* [Tasks for this exercise]:
• A. Answer these questions using the comment on Xen and the Java VM, one per line:
(i) What does the Java VM use the host's OS for?
(ii) What is the Qemu/kvm platform called that doesn't correspond to any real hardware?
(iii) Which chip is given as one that executes Java bytecode directly?
• B. The comment on Xen and the Java VM says you can boot directly into a user app with Xen. List everything the comment says you can do without when you do that.

Sure, xen simulates the same CPU type as host, and talks to host via block
devices and raw sockets, and each guest includes the full OS and filesystem;
while Java VM simulates a completely different CPU, and uses host's OS for
filesystem and TCP/IP access. They seem pretty distinct.

But you are just looking at the sides of the spectrum, and there are plenty of
things in the middle.

\- With Xen, you can boot directly into user app, without any OS, filesystems
or separate libraries. Is it still "fake system" if the thing you are booting
has no chance of running on a real hardware?

\- Qemu/kvm, which is normally used to emulate processors, supports "virt", "a
platform which doesn't correspond to any real hardware and is designed for use
in virtual machines." Does this start to sound like JVM for you?

\- There are an actual, physical chips which execute Java bytecode directly
(like picoJava). Does this put Java VM into "hardware emulation" category?

* [Data excerpts]:
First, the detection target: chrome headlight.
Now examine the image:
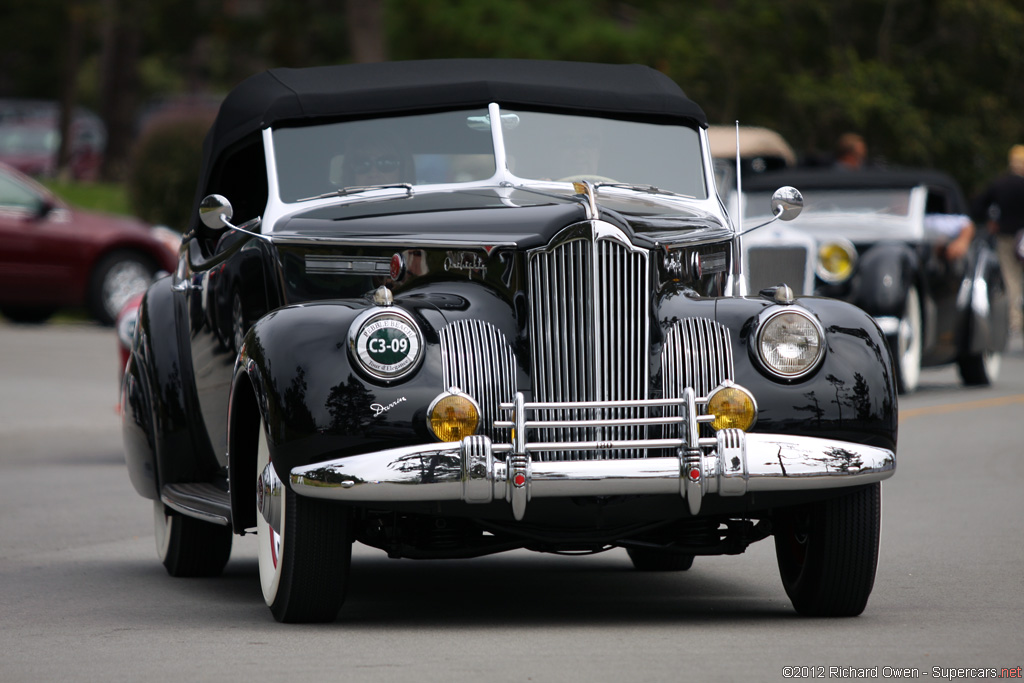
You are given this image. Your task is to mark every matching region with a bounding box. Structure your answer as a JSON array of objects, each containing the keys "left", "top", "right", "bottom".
[
  {"left": 348, "top": 306, "right": 423, "bottom": 380},
  {"left": 814, "top": 239, "right": 857, "bottom": 285},
  {"left": 755, "top": 308, "right": 824, "bottom": 379},
  {"left": 427, "top": 387, "right": 480, "bottom": 441}
]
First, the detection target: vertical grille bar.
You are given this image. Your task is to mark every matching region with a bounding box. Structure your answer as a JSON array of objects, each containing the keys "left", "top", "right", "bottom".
[{"left": 529, "top": 229, "right": 650, "bottom": 460}]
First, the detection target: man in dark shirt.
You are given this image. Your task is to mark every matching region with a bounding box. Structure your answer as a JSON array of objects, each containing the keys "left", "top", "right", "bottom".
[{"left": 974, "top": 144, "right": 1024, "bottom": 331}]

* [Answers for the exercise]:
• A.
(i) Filesystem and TCP/IP access
(ii) "virt"
(iii) picoJava

• B.
- An OS
- Filesystems
- Separate libraries